* **Directions**:
(1) Answer these questions using the article on climate change and housing:
(a) Who described floating cities in a recent TED Talk?
(b) How many of the world's 10 largest cities are on the coasts?
(c) What are the two ideas that must change to enable new solutions?
(2) Type out the passage of the article on climate change and housing that starts at "Climate change and urbanization are" and ends at "cities are full.".

* **Excerpt to read**:
........

United Kingdom Architecture News - Jun 15, 2014 - 11:32   2667 views

Climate Change, Urbanization Put the Squeeze On Housing

Climate change and urbanization are challenging cities in much of the world to find room for responsible housing for residents. 

Rising sea levels repeatedly flood rapidly-growing slum areas, but residents have few options for homes further from coastlines. Floating cities, Dutch architect Koen Olthuis said in his recent TED Talk, could help cities and residents adapt to climate change and urbanization while they alleviate a host of urban ills.

Eight of the world’s 10 largest cities are located on the coasts, and 70 per cent of the world’s people is expected to live in cities by 2050. As such, it can be a challenge finding adequate room for housing at all levels of affordability in large cities. Olthuis  said two ideas must change in order to enable new solutions: the idea that cities are static, and the idea that cities are full.

In place of the more static cities of the past and present, Olthuis envisions a dynamic city that adapts to change easily.

........

* **Supplied information**:

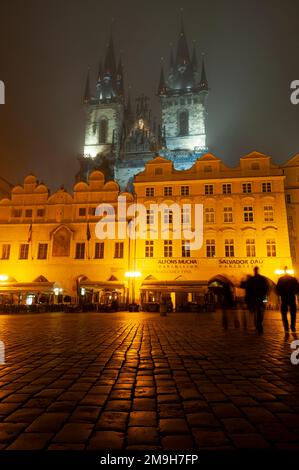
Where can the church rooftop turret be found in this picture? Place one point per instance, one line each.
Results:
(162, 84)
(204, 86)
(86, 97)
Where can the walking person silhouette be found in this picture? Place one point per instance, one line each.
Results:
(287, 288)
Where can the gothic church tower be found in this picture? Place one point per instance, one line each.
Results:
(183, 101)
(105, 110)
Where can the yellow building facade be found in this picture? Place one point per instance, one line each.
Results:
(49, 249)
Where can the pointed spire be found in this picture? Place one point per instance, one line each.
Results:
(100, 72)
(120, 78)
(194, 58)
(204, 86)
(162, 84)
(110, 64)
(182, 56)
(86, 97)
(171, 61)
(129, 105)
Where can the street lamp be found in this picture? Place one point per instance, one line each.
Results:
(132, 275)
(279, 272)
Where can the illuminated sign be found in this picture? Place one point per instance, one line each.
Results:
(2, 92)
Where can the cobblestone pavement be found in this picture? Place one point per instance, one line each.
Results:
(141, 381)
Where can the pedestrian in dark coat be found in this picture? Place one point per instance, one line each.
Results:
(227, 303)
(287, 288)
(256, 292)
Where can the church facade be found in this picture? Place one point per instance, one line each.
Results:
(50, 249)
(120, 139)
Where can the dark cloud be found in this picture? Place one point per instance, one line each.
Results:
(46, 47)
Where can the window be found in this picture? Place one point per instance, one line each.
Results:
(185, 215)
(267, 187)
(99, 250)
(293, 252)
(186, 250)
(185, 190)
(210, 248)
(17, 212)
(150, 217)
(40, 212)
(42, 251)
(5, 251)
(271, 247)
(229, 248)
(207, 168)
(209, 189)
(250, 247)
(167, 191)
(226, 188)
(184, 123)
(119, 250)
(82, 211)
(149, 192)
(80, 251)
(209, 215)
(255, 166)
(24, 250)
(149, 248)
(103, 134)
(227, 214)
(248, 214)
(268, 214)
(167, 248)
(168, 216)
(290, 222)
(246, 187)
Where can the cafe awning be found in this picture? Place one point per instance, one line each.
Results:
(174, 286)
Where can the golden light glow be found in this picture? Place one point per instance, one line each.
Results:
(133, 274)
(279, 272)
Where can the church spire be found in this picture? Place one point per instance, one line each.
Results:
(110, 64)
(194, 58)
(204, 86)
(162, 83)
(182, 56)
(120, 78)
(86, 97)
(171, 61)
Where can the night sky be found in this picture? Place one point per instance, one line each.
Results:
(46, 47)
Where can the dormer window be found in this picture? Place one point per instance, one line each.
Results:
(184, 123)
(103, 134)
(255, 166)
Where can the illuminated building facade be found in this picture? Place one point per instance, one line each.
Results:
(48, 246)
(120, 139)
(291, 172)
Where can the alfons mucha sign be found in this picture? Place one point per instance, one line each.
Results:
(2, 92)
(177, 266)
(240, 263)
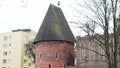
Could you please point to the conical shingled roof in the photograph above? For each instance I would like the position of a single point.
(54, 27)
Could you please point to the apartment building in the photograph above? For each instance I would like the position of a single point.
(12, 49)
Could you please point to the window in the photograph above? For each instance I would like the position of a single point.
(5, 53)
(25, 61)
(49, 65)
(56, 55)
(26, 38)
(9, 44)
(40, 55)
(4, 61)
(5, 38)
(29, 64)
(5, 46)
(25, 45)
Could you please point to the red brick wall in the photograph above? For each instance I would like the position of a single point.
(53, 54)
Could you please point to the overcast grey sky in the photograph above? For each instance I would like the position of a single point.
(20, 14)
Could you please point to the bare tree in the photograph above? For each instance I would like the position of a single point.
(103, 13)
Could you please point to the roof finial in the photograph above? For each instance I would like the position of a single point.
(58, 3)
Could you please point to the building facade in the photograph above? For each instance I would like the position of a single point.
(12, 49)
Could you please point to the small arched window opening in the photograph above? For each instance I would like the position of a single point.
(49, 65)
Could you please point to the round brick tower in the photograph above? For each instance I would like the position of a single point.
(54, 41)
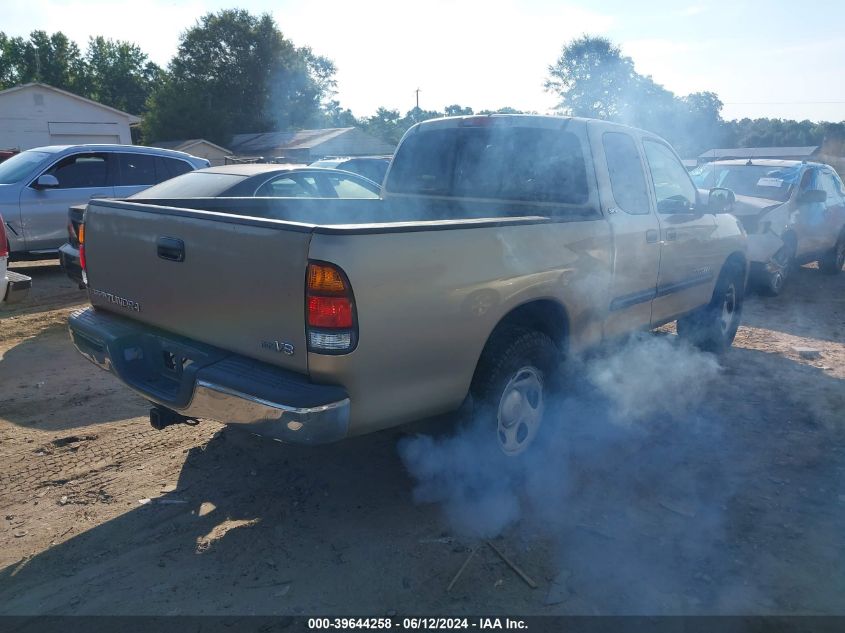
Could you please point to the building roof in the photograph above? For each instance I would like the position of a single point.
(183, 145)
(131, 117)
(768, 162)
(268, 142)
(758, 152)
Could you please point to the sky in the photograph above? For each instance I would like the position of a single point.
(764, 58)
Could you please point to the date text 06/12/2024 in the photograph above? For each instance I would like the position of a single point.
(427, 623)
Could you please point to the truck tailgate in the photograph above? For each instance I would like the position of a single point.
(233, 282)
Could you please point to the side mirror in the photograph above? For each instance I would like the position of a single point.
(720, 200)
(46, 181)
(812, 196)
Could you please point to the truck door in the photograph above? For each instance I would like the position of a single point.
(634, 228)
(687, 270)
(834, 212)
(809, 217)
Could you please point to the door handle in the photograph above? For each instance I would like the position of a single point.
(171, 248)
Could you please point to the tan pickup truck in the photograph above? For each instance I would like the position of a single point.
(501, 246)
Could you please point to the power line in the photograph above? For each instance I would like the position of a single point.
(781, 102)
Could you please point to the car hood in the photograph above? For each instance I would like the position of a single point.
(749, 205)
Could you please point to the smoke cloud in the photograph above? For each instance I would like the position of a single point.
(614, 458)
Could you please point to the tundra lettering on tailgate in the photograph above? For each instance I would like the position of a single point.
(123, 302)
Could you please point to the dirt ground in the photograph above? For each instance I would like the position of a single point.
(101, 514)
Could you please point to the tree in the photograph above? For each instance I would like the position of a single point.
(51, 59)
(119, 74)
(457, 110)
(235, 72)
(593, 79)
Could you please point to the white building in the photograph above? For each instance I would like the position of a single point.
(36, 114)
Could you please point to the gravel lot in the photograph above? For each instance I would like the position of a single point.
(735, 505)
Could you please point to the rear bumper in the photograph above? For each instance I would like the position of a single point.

........

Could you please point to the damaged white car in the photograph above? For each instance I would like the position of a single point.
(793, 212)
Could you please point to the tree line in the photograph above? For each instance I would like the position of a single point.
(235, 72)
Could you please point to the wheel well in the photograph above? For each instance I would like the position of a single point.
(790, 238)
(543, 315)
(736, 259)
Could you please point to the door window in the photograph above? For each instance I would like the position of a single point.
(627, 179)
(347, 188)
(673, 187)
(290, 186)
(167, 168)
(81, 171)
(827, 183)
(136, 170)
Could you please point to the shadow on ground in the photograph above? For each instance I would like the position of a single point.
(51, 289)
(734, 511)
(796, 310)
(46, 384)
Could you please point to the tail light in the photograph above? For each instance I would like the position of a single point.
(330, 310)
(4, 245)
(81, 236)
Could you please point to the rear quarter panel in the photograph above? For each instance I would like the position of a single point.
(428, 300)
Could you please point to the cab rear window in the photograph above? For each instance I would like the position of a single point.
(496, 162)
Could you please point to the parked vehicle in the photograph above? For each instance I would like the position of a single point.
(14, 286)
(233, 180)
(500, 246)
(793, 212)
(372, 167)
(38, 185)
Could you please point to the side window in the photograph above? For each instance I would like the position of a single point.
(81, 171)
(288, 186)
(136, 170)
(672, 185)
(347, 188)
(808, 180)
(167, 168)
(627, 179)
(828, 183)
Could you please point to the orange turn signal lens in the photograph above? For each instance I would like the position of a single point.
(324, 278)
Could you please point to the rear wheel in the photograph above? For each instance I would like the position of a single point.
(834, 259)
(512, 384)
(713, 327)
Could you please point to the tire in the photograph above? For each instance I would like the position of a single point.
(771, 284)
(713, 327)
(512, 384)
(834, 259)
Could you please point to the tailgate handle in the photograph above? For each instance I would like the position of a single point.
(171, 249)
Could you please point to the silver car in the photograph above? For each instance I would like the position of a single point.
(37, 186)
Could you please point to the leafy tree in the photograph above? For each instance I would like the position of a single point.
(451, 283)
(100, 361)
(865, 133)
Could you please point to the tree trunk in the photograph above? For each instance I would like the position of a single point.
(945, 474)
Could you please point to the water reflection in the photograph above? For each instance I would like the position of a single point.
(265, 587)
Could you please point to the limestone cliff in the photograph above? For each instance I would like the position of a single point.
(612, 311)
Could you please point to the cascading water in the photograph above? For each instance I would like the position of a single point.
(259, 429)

........

* **Answers to each task**:
(1)
(a) Dutch architect Koen Olthuis
(b) Eight
(c) The idea that cities are static and the idea that cities are full

(2)
Climate change and urbanization are challenging cities in much of the world to find room for responsible housing for residents. 

Rising sea levels repeatedly flood rapidly-growing slum areas, but residents have few options for homes further from coastlines. Floating cities, Dutch architect Koen Olthuis said in his recent TED Talk, could help cities and residents adapt to climate change and urbanization while they alleviate a host of urban ills.

Eight of the world’s 10 largest cities are located on the coasts, and 70 per cent of the world’s people is expected to live in cities by 2050. As such, it can be a challenge finding adequate room for housing at all levels of affordability in large cities. Olthuis  said two ideas must change in order to enable new solutions: the idea that cities are static, and the idea that cities are full.